> Task instructions: In the records below, find the line that contains "[[970, 404], [734, 636]]" and repeat it, along with each line after it, exactly as written.

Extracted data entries
════════════════════
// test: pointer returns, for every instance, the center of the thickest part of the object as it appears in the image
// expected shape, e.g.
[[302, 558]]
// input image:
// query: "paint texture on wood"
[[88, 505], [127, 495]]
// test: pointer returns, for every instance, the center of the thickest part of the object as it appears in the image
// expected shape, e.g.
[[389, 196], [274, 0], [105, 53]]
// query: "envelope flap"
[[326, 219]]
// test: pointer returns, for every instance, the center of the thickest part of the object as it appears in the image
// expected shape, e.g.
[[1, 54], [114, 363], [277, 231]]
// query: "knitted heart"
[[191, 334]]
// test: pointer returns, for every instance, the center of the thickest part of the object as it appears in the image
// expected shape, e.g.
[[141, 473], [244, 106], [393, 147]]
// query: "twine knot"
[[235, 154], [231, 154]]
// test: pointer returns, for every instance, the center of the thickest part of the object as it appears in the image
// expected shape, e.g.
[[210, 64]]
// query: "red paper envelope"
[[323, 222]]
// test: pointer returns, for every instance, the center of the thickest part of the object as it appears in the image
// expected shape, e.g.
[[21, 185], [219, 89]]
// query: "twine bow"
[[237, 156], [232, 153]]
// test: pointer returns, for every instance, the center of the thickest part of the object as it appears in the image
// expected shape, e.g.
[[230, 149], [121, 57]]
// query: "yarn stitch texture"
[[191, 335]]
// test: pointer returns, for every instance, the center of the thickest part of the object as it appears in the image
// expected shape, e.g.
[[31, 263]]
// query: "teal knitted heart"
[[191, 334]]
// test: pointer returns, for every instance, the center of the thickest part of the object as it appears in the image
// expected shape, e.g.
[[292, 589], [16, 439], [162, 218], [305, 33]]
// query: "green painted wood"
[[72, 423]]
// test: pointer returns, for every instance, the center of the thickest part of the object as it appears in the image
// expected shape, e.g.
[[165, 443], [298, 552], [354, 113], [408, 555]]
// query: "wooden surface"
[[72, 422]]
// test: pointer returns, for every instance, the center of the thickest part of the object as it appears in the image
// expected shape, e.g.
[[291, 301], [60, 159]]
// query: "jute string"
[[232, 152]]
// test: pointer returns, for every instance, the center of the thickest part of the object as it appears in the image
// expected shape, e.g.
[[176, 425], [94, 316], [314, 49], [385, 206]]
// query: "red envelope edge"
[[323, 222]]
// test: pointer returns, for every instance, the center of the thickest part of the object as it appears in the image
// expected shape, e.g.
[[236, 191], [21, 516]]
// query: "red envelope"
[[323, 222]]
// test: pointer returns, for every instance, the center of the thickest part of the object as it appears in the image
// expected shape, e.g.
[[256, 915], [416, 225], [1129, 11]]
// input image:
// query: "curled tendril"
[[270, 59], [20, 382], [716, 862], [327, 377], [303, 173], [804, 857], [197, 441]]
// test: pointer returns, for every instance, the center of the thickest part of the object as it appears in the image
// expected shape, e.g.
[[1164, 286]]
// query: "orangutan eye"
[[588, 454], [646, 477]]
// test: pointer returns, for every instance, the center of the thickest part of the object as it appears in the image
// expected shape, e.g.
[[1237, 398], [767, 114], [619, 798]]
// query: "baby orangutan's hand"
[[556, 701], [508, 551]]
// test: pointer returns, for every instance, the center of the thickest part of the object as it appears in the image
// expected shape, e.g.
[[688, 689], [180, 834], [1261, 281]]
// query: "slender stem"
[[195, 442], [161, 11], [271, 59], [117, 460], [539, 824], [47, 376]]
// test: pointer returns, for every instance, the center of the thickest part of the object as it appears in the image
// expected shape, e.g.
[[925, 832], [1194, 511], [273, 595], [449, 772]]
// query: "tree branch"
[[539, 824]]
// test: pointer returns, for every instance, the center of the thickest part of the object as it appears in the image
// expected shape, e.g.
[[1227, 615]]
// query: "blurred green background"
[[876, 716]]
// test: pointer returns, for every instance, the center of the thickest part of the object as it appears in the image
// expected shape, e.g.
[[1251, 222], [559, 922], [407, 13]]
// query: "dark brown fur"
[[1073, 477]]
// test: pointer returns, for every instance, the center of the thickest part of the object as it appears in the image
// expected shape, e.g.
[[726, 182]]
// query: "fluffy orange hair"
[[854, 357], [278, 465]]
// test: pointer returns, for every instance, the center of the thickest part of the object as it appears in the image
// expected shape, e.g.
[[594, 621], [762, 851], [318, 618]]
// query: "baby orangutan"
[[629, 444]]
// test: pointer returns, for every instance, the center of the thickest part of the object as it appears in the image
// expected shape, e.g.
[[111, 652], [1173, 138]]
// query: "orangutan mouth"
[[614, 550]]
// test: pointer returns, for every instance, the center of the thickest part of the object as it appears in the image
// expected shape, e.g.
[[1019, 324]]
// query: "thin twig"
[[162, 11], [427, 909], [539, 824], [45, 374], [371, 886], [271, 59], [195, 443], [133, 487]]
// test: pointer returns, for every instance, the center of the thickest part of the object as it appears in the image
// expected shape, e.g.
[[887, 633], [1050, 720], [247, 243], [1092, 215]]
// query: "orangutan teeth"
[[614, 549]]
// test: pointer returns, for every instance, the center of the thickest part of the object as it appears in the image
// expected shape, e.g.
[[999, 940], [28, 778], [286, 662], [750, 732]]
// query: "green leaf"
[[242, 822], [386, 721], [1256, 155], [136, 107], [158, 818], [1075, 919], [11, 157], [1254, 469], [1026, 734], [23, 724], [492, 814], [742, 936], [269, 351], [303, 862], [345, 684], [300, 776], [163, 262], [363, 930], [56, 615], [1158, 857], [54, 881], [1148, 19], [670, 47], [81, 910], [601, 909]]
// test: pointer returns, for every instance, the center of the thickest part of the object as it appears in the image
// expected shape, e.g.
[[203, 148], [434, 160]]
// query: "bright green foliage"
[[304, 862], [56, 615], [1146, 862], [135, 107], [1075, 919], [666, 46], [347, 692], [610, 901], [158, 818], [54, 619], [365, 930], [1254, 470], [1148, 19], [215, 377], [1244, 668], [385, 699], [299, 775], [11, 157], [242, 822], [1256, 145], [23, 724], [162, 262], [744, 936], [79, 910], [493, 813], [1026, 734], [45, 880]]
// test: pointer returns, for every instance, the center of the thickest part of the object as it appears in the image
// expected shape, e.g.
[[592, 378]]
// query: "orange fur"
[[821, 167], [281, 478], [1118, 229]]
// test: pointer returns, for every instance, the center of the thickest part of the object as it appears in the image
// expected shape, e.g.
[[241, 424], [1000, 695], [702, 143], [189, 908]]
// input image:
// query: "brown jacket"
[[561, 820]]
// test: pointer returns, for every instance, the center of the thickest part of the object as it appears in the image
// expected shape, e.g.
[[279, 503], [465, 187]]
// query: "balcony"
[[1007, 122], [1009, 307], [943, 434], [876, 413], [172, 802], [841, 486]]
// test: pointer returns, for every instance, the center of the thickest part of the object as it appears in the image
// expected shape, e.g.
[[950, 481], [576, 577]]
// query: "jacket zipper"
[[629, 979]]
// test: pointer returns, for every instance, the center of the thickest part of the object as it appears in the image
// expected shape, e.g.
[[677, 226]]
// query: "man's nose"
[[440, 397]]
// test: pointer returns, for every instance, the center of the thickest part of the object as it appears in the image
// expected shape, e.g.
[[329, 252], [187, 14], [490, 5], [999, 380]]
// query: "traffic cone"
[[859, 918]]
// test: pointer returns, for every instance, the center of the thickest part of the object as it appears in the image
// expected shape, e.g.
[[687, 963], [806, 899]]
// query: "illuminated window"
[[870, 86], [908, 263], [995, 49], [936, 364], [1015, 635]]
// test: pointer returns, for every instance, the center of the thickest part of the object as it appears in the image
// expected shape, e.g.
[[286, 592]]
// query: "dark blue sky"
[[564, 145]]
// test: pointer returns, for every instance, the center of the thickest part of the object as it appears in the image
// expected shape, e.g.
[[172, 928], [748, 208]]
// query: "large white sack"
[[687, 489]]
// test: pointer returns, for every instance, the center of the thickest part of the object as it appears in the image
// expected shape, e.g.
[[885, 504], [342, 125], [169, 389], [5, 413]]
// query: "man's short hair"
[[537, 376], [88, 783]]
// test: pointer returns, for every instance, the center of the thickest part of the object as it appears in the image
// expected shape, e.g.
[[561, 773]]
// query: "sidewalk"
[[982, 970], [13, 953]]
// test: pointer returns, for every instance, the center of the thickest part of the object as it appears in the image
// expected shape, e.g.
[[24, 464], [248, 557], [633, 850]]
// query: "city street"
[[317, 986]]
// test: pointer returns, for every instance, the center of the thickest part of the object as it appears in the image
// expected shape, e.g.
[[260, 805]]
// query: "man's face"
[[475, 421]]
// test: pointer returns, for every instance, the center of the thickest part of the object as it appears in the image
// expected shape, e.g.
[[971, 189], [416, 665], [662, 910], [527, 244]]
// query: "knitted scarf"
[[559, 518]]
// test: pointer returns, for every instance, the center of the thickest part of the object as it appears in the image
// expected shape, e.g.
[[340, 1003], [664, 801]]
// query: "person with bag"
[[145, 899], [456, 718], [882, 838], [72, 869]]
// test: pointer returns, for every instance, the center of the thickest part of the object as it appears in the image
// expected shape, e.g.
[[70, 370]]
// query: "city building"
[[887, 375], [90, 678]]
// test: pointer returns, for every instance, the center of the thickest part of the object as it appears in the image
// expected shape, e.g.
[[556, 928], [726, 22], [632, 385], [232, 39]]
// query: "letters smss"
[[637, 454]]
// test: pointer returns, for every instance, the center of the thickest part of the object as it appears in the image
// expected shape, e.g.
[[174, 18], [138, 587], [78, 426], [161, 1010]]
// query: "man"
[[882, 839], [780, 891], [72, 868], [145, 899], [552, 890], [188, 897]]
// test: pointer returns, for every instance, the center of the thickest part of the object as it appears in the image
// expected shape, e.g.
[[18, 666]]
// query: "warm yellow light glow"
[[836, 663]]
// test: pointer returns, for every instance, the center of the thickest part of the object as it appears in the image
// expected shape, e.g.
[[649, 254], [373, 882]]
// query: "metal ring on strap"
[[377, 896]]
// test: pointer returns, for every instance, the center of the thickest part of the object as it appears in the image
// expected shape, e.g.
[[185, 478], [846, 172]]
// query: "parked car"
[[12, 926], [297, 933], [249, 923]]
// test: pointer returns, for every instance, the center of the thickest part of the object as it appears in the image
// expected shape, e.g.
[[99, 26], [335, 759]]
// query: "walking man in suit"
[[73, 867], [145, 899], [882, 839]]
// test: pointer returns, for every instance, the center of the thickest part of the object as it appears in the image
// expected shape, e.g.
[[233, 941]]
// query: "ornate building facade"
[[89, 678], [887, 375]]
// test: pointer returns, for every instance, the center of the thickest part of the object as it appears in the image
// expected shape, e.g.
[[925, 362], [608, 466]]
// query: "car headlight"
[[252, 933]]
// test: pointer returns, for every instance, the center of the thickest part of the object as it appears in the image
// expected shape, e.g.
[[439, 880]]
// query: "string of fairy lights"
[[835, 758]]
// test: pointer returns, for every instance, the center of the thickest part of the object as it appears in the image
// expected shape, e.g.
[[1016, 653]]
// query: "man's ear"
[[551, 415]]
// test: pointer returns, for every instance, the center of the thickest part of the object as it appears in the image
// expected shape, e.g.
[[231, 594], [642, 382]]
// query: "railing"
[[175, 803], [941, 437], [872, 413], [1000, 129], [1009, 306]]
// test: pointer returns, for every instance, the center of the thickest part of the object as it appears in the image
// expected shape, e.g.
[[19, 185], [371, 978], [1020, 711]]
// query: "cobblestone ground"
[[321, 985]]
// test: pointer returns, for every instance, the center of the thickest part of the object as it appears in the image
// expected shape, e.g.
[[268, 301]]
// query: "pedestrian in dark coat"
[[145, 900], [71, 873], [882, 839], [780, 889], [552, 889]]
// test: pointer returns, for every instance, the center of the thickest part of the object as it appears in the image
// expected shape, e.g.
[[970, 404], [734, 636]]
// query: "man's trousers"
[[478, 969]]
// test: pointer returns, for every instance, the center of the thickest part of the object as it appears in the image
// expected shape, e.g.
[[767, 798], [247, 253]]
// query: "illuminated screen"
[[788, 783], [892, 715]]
════════════════════
> Exercise response:
[[970, 404], [734, 636]]
// query: "man's trousers"
[[478, 969]]
// test: pointer returns, for every instance, the center of the thickest part of the object as it appears in the image
// expected shape, e.g.
[[767, 798], [247, 253]]
// query: "illuminated screen"
[[788, 783], [892, 715]]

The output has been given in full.